■ **Excerpted records**
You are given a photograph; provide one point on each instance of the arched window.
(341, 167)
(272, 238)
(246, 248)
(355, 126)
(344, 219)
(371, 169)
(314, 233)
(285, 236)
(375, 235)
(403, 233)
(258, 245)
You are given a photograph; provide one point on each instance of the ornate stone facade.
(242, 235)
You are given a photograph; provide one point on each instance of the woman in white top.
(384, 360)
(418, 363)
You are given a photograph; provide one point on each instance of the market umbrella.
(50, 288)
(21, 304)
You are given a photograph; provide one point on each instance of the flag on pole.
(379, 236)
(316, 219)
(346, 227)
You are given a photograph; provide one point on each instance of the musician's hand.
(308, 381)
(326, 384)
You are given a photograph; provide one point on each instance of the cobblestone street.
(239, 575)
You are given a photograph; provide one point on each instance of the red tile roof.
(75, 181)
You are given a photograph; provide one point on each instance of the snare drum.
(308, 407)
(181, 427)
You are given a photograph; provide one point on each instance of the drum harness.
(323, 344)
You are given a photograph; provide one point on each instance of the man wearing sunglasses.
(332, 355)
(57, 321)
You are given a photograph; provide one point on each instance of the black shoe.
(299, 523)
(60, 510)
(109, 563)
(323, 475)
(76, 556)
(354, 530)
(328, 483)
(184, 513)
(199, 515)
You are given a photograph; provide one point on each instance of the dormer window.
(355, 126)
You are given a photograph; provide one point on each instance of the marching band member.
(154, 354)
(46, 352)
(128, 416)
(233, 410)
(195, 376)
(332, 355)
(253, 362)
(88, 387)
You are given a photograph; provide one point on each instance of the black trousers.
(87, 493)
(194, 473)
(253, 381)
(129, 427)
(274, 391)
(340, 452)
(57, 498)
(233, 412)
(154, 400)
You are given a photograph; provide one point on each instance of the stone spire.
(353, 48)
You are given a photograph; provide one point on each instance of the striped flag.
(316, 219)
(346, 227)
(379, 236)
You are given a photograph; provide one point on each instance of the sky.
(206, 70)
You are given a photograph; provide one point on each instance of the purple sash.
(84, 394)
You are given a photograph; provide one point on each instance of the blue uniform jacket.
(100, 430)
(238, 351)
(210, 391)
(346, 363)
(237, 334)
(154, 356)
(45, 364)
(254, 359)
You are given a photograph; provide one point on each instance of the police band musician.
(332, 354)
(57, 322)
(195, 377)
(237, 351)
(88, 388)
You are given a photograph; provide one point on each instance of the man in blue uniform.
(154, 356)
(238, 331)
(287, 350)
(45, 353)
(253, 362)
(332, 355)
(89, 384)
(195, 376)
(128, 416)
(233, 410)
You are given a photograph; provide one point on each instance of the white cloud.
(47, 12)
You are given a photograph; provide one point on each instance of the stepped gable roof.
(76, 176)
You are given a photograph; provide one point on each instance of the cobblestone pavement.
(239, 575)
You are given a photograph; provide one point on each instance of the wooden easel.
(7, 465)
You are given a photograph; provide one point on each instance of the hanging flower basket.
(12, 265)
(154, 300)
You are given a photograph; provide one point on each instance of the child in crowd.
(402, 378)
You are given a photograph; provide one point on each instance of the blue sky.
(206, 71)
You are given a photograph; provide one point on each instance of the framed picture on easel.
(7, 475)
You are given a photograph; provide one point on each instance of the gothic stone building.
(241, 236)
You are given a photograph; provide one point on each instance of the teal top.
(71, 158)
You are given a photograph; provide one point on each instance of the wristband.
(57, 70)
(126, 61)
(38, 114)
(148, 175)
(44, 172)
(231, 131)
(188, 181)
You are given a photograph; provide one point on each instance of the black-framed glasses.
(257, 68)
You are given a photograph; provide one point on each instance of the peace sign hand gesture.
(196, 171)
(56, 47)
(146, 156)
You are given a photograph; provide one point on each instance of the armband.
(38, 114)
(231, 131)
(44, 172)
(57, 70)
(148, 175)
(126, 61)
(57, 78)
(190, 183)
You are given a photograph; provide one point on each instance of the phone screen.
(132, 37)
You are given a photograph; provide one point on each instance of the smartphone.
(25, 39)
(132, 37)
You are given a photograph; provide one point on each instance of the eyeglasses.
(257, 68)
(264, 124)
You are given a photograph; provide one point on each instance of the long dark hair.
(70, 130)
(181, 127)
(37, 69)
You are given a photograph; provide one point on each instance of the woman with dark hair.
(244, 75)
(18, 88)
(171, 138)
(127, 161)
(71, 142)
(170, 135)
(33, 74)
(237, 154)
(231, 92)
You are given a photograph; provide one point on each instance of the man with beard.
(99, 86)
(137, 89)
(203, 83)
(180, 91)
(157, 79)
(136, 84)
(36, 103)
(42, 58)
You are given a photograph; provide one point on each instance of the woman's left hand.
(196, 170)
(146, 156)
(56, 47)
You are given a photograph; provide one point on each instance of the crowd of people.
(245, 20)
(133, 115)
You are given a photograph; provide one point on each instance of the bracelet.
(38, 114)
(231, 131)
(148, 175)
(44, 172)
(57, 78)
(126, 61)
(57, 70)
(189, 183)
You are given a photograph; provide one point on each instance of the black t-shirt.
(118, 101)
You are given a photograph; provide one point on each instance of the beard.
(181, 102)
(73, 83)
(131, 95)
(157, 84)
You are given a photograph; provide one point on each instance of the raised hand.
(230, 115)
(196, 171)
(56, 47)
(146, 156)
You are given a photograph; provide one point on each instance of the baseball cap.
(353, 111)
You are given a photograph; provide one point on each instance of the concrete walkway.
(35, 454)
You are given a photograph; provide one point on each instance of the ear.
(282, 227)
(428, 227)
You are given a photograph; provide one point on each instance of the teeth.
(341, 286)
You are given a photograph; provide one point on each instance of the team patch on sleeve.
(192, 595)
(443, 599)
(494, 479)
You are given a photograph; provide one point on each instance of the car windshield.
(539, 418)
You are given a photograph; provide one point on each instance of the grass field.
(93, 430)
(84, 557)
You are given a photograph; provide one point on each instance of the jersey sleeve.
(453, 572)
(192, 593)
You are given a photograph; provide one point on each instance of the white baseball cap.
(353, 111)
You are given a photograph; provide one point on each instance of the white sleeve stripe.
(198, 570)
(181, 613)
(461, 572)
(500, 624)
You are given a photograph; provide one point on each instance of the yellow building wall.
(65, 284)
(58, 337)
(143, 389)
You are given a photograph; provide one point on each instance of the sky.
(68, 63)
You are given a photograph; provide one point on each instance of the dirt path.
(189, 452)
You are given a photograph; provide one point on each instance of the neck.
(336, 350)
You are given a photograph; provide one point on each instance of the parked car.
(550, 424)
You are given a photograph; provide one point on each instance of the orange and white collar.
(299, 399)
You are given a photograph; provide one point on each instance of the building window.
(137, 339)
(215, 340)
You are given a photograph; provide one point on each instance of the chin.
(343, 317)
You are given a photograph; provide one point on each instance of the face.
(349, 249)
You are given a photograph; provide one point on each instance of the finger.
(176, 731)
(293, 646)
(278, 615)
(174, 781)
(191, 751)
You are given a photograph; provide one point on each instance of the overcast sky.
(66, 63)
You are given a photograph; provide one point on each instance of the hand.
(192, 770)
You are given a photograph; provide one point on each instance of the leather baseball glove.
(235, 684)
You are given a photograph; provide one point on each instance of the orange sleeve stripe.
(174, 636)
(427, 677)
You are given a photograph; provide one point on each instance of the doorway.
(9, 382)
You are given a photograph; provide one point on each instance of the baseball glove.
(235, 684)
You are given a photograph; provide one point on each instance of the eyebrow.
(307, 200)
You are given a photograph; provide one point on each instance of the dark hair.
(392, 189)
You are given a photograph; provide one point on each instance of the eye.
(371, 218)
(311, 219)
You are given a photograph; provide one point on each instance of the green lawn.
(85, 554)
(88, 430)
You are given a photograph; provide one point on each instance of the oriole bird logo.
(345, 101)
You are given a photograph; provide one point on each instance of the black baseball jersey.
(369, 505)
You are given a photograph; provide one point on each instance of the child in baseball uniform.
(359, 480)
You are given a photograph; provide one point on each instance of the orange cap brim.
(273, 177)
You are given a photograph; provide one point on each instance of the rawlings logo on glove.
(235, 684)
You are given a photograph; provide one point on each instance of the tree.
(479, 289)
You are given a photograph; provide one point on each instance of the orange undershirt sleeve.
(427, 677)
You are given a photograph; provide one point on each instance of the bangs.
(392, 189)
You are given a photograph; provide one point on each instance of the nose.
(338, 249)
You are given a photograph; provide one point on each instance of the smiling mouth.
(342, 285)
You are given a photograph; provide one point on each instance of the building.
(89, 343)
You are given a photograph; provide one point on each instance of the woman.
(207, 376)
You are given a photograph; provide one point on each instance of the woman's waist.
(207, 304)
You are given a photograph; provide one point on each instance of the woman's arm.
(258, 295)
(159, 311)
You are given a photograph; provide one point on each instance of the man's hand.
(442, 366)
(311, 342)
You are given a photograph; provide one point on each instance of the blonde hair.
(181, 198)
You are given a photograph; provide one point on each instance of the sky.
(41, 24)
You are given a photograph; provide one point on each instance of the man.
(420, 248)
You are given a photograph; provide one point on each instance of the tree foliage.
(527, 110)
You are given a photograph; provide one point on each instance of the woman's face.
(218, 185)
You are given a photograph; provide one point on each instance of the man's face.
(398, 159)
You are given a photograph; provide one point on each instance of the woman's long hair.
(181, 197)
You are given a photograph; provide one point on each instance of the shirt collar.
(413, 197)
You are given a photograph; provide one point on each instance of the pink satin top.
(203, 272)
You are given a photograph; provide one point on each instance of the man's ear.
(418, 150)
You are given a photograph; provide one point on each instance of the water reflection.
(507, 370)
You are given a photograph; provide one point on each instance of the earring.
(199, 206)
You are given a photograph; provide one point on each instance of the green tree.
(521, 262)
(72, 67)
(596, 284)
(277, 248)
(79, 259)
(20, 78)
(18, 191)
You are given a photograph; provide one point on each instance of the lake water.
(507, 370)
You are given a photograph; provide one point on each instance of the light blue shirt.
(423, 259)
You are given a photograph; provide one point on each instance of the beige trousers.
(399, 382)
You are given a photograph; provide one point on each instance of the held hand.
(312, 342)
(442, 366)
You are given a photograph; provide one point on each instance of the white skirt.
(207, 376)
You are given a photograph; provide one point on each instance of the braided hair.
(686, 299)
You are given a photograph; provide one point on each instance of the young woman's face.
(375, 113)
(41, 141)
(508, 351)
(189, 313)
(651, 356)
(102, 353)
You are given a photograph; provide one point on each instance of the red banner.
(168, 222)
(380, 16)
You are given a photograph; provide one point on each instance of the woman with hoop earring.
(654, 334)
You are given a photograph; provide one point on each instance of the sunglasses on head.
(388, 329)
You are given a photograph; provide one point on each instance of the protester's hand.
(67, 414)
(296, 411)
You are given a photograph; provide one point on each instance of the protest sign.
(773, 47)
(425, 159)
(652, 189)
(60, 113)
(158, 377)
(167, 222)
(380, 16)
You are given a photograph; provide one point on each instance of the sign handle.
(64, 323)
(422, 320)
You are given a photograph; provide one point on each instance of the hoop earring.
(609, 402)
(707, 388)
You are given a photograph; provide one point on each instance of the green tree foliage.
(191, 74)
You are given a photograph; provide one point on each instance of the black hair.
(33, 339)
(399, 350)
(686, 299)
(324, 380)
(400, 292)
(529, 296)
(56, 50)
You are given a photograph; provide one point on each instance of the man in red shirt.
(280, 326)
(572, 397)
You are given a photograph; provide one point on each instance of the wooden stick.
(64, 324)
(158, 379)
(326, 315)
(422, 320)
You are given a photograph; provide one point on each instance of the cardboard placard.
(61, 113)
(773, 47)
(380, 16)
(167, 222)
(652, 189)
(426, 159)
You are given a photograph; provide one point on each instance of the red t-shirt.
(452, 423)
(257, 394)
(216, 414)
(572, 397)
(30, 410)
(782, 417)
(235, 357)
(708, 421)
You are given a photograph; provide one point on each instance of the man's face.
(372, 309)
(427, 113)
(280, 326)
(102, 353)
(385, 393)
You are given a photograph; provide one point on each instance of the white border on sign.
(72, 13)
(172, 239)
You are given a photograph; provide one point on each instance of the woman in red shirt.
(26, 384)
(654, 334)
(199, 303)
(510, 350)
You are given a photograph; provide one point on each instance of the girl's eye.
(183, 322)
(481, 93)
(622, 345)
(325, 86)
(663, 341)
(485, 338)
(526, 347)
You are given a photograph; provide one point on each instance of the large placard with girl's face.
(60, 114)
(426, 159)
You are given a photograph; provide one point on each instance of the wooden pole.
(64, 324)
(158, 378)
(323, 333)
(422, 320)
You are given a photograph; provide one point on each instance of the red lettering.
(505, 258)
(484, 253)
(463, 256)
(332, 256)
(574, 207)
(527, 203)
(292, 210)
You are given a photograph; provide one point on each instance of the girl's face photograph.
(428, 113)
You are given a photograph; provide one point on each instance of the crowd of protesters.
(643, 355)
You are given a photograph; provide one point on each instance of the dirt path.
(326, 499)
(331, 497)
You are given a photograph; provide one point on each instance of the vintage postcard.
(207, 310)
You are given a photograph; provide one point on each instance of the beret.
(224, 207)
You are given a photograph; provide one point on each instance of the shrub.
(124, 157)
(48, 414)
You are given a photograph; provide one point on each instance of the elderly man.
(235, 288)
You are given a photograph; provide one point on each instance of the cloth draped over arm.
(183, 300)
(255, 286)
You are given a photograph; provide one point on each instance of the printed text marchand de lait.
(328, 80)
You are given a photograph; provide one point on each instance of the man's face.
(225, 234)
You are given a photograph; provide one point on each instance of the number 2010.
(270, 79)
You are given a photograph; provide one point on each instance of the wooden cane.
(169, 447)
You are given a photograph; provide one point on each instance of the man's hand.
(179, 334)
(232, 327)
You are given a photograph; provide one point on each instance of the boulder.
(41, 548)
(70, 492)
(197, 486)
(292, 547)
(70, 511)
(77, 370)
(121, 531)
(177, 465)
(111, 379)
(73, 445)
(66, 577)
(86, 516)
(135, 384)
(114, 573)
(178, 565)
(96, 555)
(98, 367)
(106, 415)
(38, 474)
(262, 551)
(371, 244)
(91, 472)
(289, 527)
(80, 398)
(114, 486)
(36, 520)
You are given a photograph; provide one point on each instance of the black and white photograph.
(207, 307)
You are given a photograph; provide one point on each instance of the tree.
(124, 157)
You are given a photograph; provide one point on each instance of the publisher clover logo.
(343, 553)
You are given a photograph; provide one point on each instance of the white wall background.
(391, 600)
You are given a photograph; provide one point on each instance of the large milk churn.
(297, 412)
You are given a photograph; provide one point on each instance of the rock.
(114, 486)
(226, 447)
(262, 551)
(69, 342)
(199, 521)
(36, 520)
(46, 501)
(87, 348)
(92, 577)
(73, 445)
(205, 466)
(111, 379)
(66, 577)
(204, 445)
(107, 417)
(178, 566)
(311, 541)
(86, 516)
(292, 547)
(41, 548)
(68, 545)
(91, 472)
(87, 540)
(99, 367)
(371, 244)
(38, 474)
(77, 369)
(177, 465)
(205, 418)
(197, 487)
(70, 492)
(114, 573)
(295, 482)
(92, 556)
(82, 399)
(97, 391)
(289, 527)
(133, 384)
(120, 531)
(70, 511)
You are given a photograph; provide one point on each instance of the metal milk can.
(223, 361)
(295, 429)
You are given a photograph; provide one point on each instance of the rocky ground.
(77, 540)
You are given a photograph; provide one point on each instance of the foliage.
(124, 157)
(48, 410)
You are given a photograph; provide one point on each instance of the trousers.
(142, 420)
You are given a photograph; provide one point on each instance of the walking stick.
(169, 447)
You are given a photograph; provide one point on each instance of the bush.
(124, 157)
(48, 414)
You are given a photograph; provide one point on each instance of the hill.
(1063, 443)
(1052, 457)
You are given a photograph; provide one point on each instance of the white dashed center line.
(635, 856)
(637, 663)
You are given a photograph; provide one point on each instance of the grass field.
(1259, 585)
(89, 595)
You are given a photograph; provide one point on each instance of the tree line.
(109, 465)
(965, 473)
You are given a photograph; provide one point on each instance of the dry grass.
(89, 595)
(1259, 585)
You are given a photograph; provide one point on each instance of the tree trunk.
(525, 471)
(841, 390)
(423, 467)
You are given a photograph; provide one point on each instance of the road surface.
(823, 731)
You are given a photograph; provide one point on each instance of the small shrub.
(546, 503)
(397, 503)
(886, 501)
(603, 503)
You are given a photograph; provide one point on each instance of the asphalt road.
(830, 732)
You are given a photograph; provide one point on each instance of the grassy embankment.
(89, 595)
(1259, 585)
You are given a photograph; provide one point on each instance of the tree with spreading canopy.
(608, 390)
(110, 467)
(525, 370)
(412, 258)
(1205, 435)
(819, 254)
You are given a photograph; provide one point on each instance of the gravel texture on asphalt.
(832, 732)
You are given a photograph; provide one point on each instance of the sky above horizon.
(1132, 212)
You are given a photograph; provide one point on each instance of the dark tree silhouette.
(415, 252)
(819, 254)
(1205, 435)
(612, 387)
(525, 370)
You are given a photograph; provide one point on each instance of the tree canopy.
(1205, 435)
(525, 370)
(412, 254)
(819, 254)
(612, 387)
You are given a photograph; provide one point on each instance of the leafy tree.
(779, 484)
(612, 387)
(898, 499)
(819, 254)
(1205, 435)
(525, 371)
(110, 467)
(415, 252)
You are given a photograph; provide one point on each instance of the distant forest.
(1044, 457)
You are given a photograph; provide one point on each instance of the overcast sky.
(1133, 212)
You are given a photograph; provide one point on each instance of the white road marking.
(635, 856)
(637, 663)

■ **Your instructions**
Beginning with the line in which "the grassy embankment." appears, print each remaining line of the listing exactly, the last line included.

■ **Your solution**
You are given a photograph; provide one point on each instance of the grassy embankment.
(89, 595)
(1259, 585)
You are given a photograph; provide one point on each instance of the tree with spreading canopy.
(608, 390)
(110, 467)
(525, 370)
(412, 258)
(1205, 435)
(819, 254)
You are given a photograph; provide one point on each instance of the gravel texture on asphalt.
(832, 732)
You are given a photograph; provide one point on each instance of the sky above horizon.
(1132, 212)
You are given a photograph; provide one point on each instance of the dark tree silhouette.
(415, 252)
(819, 254)
(1205, 435)
(612, 387)
(525, 370)
You are given a photograph; provide one point on each instance of the tree canopy.
(1205, 435)
(525, 370)
(412, 254)
(819, 254)
(612, 387)
You are given a photograph; provide one point on each instance of the leafy tree.
(779, 484)
(612, 387)
(898, 499)
(819, 254)
(1205, 435)
(525, 371)
(110, 467)
(415, 252)
You are given a photograph; provide one point on each instance of the distant forest.
(1044, 457)
You are given a photograph; provide one point on each instance of the overcast sky.
(1133, 212)
You are given a photograph; provide one point on each instance of the white road marking.
(635, 856)
(637, 663)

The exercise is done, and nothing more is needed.